## BEGIN Quoted passage

In 1995, I encountered Enterprise Architecture (EA) thanks to a visionary leader who championed EA initiatives at two New York financial firms. Initially, I found the concept overly theoretical and questioned its practical value for IT. What concrete deliverables did it offer? How would it benefit the technology side? These were just some of the questions swirling in my mind. However, I was open to learning and trusted the judgment of this mentor.

It took a few years for me to truly grasp the EA mindset, and even longer to become a full-fledged Enterprise Architect. From my experience, EA is all about aligning with the core priorities and strategies of the business. Technology should be a tool to support these goals, not the other way around.

Frameworks like TOGAF, Zachman, and O-AA can provide a solid foundation for your organization’s architectural practice. However, customization is key. Adapt them to your specific needs and ensure they integrate seamlessly with existing software processes. Remember, the framework shouldn’t be rigid dogma. Keep practical objectives front-and-center and avoid getting bogged down in theory.

Many organizations, public and private alike, are structured with separate departments or “silos” focused on specific business domains. While this traditional approach has its merits, it can hinder agility. Enterprise Architecture can bridge these silos by fostering collaboration and shared goals.

## END Quoted passage

_Stated goal_. Return the passage on Enterprise Architecture word for word, in full, with no changes.

## BEGIN Given information

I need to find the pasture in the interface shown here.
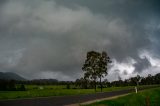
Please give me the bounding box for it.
[0,85,158,100]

## END Given information

_Output for this exercise_.
In 1995, I encountered Enterprise Architecture (EA) thanks to a visionary leader who championed EA initiatives at two New York financial firms. Initially, I found the concept overly theoretical and questioned its practical value for IT. What concrete deliverables did it offer? How would it benefit the technology side? These were just some of the questions swirling in my mind. However, I was open to learning and trusted the judgment of this mentor.

It took a few years for me to truly grasp the EA mindset, and even longer to become a full-fledged Enterprise Architect. From my experience, EA is all about aligning with the core priorities and strategies of the business. Technology should be a tool to support these goals, not the other way around.

Frameworks like TOGAF, Zachman, and O-AA can provide a solid foundation for your organization’s architectural practice. However, customization is key. Adapt them to your specific needs and ensure they integrate seamlessly with existing software processes. Remember, the framework shouldn’t be rigid dogma. Keep practical objectives front-and-center and avoid getting bogged down in theory.

Many organizations, public and private alike, are structured with separate departments or “silos” focused on specific business domains. While this traditional approach has its merits, it can hinder agility. Enterprise Architecture can bridge these silos by fostering collaboration and shared goals.